**RECORDED INFORMATION:**

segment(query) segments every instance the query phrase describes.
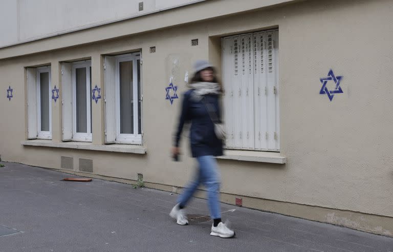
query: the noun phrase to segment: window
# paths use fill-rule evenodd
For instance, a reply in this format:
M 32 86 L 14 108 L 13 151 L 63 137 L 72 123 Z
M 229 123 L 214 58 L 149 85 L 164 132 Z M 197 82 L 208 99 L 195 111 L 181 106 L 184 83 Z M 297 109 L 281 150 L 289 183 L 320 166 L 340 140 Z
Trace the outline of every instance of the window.
M 279 151 L 278 30 L 222 43 L 226 148 Z
M 52 139 L 51 67 L 27 69 L 28 138 Z
M 62 67 L 63 140 L 91 142 L 91 60 Z
M 141 144 L 140 53 L 104 61 L 105 143 Z

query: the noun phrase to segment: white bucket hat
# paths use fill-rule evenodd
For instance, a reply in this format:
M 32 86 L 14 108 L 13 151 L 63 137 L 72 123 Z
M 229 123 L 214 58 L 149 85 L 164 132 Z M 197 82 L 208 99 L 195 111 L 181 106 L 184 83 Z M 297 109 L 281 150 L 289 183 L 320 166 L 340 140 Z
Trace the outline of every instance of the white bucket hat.
M 196 60 L 194 63 L 194 72 L 198 73 L 200 71 L 206 68 L 213 68 L 213 66 L 209 63 L 208 61 L 203 60 Z

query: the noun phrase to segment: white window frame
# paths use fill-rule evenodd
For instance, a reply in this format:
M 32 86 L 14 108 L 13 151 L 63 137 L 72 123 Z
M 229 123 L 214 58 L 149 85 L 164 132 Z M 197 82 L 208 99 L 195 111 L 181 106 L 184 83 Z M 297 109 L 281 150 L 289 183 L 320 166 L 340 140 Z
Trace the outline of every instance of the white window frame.
M 141 54 L 137 53 L 122 54 L 116 57 L 116 139 L 115 142 L 116 143 L 125 143 L 133 144 L 142 144 L 142 134 L 138 134 L 139 131 L 138 121 L 139 118 L 138 88 L 138 60 L 141 62 Z M 120 64 L 124 61 L 133 61 L 133 93 L 134 98 L 134 131 L 135 134 L 121 134 L 120 133 Z M 136 67 L 135 67 L 136 66 Z M 140 74 L 142 75 L 142 68 L 140 66 Z M 141 81 L 141 89 L 142 88 L 142 78 L 139 76 Z M 140 91 L 142 94 L 142 90 Z M 141 97 L 142 98 L 142 97 Z M 142 116 L 142 115 L 141 115 Z M 141 119 L 141 122 L 142 120 Z M 142 128 L 142 123 L 141 123 Z M 141 130 L 141 132 L 143 132 Z
M 36 90 L 37 90 L 37 122 L 38 125 L 38 132 L 37 134 L 37 138 L 40 139 L 52 139 L 52 85 L 51 82 L 51 67 L 50 66 L 47 66 L 45 67 L 40 67 L 37 68 L 37 81 L 36 81 Z M 40 75 L 41 73 L 49 73 L 49 85 L 48 88 L 49 89 L 48 97 L 47 99 L 49 100 L 49 131 L 41 131 L 41 83 L 40 83 Z
M 72 62 L 72 100 L 73 100 L 73 135 L 72 141 L 91 142 L 93 140 L 91 122 L 91 82 L 90 80 L 91 60 L 75 61 Z M 86 68 L 86 106 L 87 117 L 87 133 L 76 132 L 76 71 L 77 68 Z

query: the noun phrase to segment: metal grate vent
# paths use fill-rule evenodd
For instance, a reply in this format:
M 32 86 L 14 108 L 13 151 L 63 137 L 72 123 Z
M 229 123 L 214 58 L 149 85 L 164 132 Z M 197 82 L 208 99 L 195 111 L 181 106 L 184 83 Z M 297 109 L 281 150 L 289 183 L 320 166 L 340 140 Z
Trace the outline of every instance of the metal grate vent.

**WHAT YOU WILL DO:** Turn the lines above into a JSON list of strings, one string per line, with blank lines left out. Leave out the pictures.

**THE ANSWER:**
[
  "segment(query) segments every instance the query phrase describes.",
  "query: the noun phrase to segment: window",
  "# paths use fill-rule evenodd",
  "For instance, a reply in this format:",
  "M 32 86 L 14 108 L 13 151 L 63 137 L 72 123 Z",
  "M 229 123 L 214 58 L 149 85 L 164 132 Z M 197 82 L 208 99 L 195 111 L 181 106 L 184 83 Z M 297 109 L 281 150 L 289 183 L 320 166 L 340 140 Z",
  "Trace the outline of every instance of the window.",
  "M 279 151 L 278 30 L 222 43 L 226 148 Z",
  "M 52 139 L 51 67 L 27 69 L 28 138 Z",
  "M 62 67 L 63 140 L 91 142 L 91 60 Z",
  "M 141 144 L 140 53 L 104 61 L 105 143 Z",
  "query: the noun phrase to segment: white bucket hat",
  "# paths use fill-rule evenodd",
  "For instance, a reply in this format:",
  "M 32 86 L 14 108 L 13 151 L 63 137 L 72 123 Z",
  "M 229 123 L 214 58 L 149 85 L 164 132 Z M 197 82 L 208 99 L 195 111 L 181 106 L 184 83 Z M 297 109 L 281 150 L 289 183 L 320 166 L 340 140 Z",
  "Trace the outline of every instance of the white bucket hat.",
  "M 196 60 L 194 63 L 194 72 L 198 73 L 200 71 L 206 68 L 213 68 L 213 66 L 209 63 L 208 61 L 203 60 Z",
  "query: the noun phrase to segment: white window frame",
  "# paths use fill-rule evenodd",
  "For instance, a reply in this format:",
  "M 32 86 L 14 108 L 13 151 L 63 137 L 72 123 Z",
  "M 229 123 L 214 58 L 149 85 L 164 132 Z M 197 82 L 208 99 L 195 111 L 181 106 L 184 83 Z M 297 109 L 281 150 L 289 183 L 320 166 L 340 140 Z",
  "Trace the outline of every instance of the white window frame.",
  "M 141 54 L 137 53 L 122 54 L 116 57 L 116 139 L 115 142 L 116 143 L 125 143 L 133 144 L 142 144 L 142 134 L 138 134 L 139 131 L 138 121 L 139 118 L 138 88 L 138 60 L 141 62 Z M 120 64 L 124 61 L 133 61 L 133 93 L 134 98 L 134 131 L 135 134 L 121 134 L 120 133 Z M 136 67 L 135 67 L 136 66 Z M 140 74 L 142 75 L 142 68 L 140 66 Z M 141 81 L 141 89 L 142 88 L 142 78 L 139 76 Z M 140 91 L 142 94 L 142 90 Z M 141 97 L 142 98 L 142 97 Z M 142 116 L 142 115 L 141 115 Z M 141 119 L 141 122 L 142 120 Z M 142 128 L 142 123 L 141 123 Z M 141 130 L 141 132 L 143 132 Z",
  "M 36 90 L 37 90 L 37 122 L 38 125 L 38 132 L 37 134 L 37 138 L 40 139 L 52 139 L 52 85 L 51 82 L 51 67 L 50 66 L 47 66 L 45 67 L 40 67 L 37 68 L 37 81 L 36 81 Z M 40 75 L 41 73 L 49 73 L 49 85 L 48 88 L 49 89 L 48 97 L 47 99 L 49 100 L 49 131 L 41 131 L 41 83 L 40 83 Z",
  "M 72 62 L 72 100 L 73 100 L 73 135 L 72 141 L 91 142 L 93 140 L 91 122 L 91 82 L 90 80 L 91 60 L 75 61 Z M 86 68 L 86 106 L 87 117 L 87 133 L 76 132 L 76 71 L 77 68 Z",
  "query: the noun phrase to segment: metal grate vent",
  "# paths use fill-rule evenodd",
  "For instance, a reply in this format:",
  "M 32 86 L 14 108 L 13 151 L 63 137 L 72 123 Z",
  "M 229 123 L 214 58 L 149 85 L 164 132 Z M 197 82 L 208 99 L 195 111 L 181 106 L 184 83 Z M 297 109 L 281 150 L 289 183 L 320 166 L 340 140 Z",
  "Trace the outline of every instance of the metal grate vent."
]